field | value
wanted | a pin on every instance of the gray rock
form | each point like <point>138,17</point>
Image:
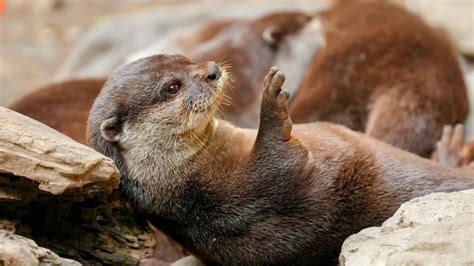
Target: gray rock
<point>18,250</point>
<point>437,229</point>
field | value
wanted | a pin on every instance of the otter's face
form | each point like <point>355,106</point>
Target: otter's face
<point>159,98</point>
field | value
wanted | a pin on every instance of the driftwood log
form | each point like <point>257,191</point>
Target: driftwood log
<point>64,196</point>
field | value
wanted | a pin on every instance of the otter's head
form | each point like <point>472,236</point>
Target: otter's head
<point>151,105</point>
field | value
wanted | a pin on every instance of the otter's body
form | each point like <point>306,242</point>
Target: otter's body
<point>63,106</point>
<point>233,206</point>
<point>278,195</point>
<point>383,72</point>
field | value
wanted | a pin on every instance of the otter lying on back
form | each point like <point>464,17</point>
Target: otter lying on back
<point>282,194</point>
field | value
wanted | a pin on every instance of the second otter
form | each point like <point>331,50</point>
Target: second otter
<point>282,194</point>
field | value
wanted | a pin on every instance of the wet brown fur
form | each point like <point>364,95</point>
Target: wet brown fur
<point>383,71</point>
<point>241,46</point>
<point>63,106</point>
<point>281,195</point>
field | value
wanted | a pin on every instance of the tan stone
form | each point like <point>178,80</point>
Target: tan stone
<point>437,229</point>
<point>18,250</point>
<point>56,163</point>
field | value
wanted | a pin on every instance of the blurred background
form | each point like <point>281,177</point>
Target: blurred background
<point>42,41</point>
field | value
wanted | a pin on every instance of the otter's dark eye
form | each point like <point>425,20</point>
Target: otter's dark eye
<point>173,88</point>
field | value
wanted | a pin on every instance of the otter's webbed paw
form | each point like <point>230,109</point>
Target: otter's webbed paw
<point>451,150</point>
<point>274,119</point>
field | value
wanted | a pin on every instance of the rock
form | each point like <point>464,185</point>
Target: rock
<point>188,261</point>
<point>49,161</point>
<point>63,195</point>
<point>455,17</point>
<point>18,250</point>
<point>436,229</point>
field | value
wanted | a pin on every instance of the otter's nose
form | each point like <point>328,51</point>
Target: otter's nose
<point>213,72</point>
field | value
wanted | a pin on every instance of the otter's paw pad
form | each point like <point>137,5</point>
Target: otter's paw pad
<point>452,150</point>
<point>274,114</point>
<point>273,96</point>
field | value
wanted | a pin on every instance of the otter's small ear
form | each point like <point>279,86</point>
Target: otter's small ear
<point>272,36</point>
<point>110,129</point>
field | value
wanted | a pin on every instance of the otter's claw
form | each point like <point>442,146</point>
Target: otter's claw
<point>451,150</point>
<point>274,114</point>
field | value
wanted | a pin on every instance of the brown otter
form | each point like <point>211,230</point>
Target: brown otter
<point>385,72</point>
<point>285,194</point>
<point>249,47</point>
<point>63,106</point>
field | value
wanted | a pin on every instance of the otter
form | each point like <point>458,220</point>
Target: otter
<point>249,47</point>
<point>63,106</point>
<point>383,72</point>
<point>281,194</point>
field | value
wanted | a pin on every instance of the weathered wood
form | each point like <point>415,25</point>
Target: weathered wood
<point>64,196</point>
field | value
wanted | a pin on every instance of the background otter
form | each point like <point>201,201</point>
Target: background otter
<point>386,73</point>
<point>65,106</point>
<point>287,194</point>
<point>396,80</point>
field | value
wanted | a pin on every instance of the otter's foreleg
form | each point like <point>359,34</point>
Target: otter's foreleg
<point>275,124</point>
<point>274,144</point>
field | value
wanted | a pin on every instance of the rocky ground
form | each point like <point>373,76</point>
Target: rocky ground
<point>62,194</point>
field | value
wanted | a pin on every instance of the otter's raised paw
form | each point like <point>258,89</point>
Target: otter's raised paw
<point>274,114</point>
<point>452,150</point>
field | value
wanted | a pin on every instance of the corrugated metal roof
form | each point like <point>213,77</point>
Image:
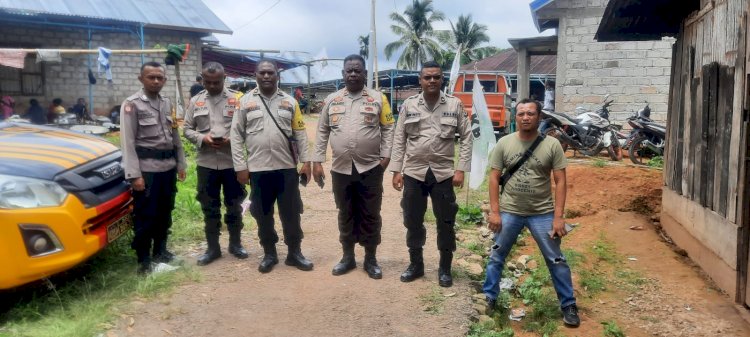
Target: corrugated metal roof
<point>507,61</point>
<point>535,6</point>
<point>186,15</point>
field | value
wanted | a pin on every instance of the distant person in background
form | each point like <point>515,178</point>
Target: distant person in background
<point>6,107</point>
<point>197,87</point>
<point>549,95</point>
<point>55,110</point>
<point>549,103</point>
<point>80,109</point>
<point>36,113</point>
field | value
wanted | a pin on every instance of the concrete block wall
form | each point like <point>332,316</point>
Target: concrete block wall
<point>69,79</point>
<point>632,73</point>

----

Word for word, quote the full listing, omitting every picture.

• FINISHED ANSWER:
field | value
wanted | a pin on every instance of the gray rock
form | each point like <point>138,17</point>
Image:
Target: gray rock
<point>18,250</point>
<point>437,229</point>
field | value
wanted | a pin on every instance of the otter's face
form | each point like <point>355,106</point>
Target: otter's face
<point>159,98</point>
field | value
wanted | a pin on every instance of the driftwood log
form | each point like <point>257,191</point>
Target: driftwood log
<point>64,196</point>
field | value
wanted | a pin on every instance of the otter's head
form | each point like <point>472,236</point>
Target: otter's head
<point>151,105</point>
field | value
wanted | a pin on every instance of the otter's body
form | each point like <point>306,242</point>
Target: otter's body
<point>63,106</point>
<point>233,206</point>
<point>278,195</point>
<point>383,72</point>
field | value
wanted | a pin on every instance of the otter lying on back
form | each point like <point>464,17</point>
Target: otter lying on back
<point>282,194</point>
field | value
wanted | a pin on every instance of the second otter
form | each point like <point>331,50</point>
Target: second otter
<point>282,194</point>
field | value
wanted | a pin on every instance of the wet brown fur
form | each point like <point>364,95</point>
Target: wet brown fur
<point>383,71</point>
<point>241,46</point>
<point>63,106</point>
<point>281,195</point>
field | value
wanted | a pin on every instance of the tan stone
form | each point like <point>178,80</point>
Target: tan stone
<point>437,229</point>
<point>18,250</point>
<point>56,163</point>
field | value
wanted | a pin on every instance of the blurred background
form | each point like <point>281,177</point>
Target: blurred background
<point>42,41</point>
field | value
wanted | a pin on every instance of the otter's dark eye
form | each point like <point>425,20</point>
Target: otter's dark eye
<point>173,88</point>
field | value
wanted | a pin on every instance of the otter's webbed paw
form | each point like <point>230,109</point>
Target: otter's webbed paw
<point>451,150</point>
<point>274,119</point>
field | value
wanted | a pin on every instance of the rock
form | each point like <point>464,185</point>
Target: rock
<point>188,261</point>
<point>49,161</point>
<point>63,195</point>
<point>455,17</point>
<point>18,250</point>
<point>436,229</point>
field | value
wanted | a pin on every instance of the otter's nose
form | each point like <point>328,51</point>
Target: otter's nose
<point>213,72</point>
field | value
wanted | a pin on every instance of the otter's paw pad
form | each point like <point>137,5</point>
Target: otter's paw pad
<point>452,150</point>
<point>274,114</point>
<point>273,96</point>
field | value
wanted | a pin on every instance of the otter's small ear
form | each point like <point>279,86</point>
Target: otter's small ear
<point>272,36</point>
<point>110,129</point>
field | value
wanted | a pin on every instance of the otter's claw
form | each point like <point>442,146</point>
Target: otter's claw
<point>451,150</point>
<point>274,114</point>
field | value
wanted | a pin on every instance of the brown otter
form | each point like <point>211,230</point>
Target: brown otter
<point>385,72</point>
<point>285,194</point>
<point>249,47</point>
<point>63,106</point>
field | value
wanted | a pin on every instance of the otter
form | each point like <point>458,220</point>
Target: otter
<point>249,47</point>
<point>63,106</point>
<point>383,72</point>
<point>281,194</point>
field | value
wanted | a pin on every instance of the weathered wood
form | each point like <point>415,25</point>
Target: weathered wood
<point>64,196</point>
field | value
wanted | a pin on every instance of the background otter
form | each point like <point>201,201</point>
Target: background otter
<point>386,73</point>
<point>65,106</point>
<point>287,194</point>
<point>396,80</point>
field | value
wanted | a pin on every instance of the otter's foreleg
form | each point like <point>359,34</point>
Target: otter's foreleg
<point>275,124</point>
<point>274,144</point>
field | value
wanted | a pin on every instance of the rocky ground
form | each point like <point>373,76</point>
Target: rocky ground
<point>62,194</point>
field | value
wanted | a pin on every instance of the otter's raised paw
form | each point like <point>258,89</point>
Target: otter's raised paw
<point>274,114</point>
<point>452,150</point>
field | value
wanted | a pin on every instance of the corrugated metal roof
form | each point like <point>213,77</point>
Image:
Target: corrugated metal roof
<point>507,61</point>
<point>535,6</point>
<point>186,15</point>
field | value
wanted | a pin on every instance of the distant person in background
form | each point like <point>515,178</point>
Target: distant person in background
<point>6,107</point>
<point>197,87</point>
<point>549,95</point>
<point>55,110</point>
<point>549,103</point>
<point>80,109</point>
<point>36,113</point>
field | value
wanted | a pin on every instance of the concrete block wall
form | each point like <point>332,316</point>
Target: concrete block wall
<point>69,79</point>
<point>632,73</point>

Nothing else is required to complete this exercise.